___ ENTRIES SHOWN

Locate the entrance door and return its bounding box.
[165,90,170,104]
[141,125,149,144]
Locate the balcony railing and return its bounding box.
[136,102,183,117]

______

Retype every row above precisely, character for character, without altering anything.

Locate the entrance door and return its bounding box.
[165,90,170,104]
[141,125,149,144]
Locate the balcony railing and return its bounding box.
[136,102,183,117]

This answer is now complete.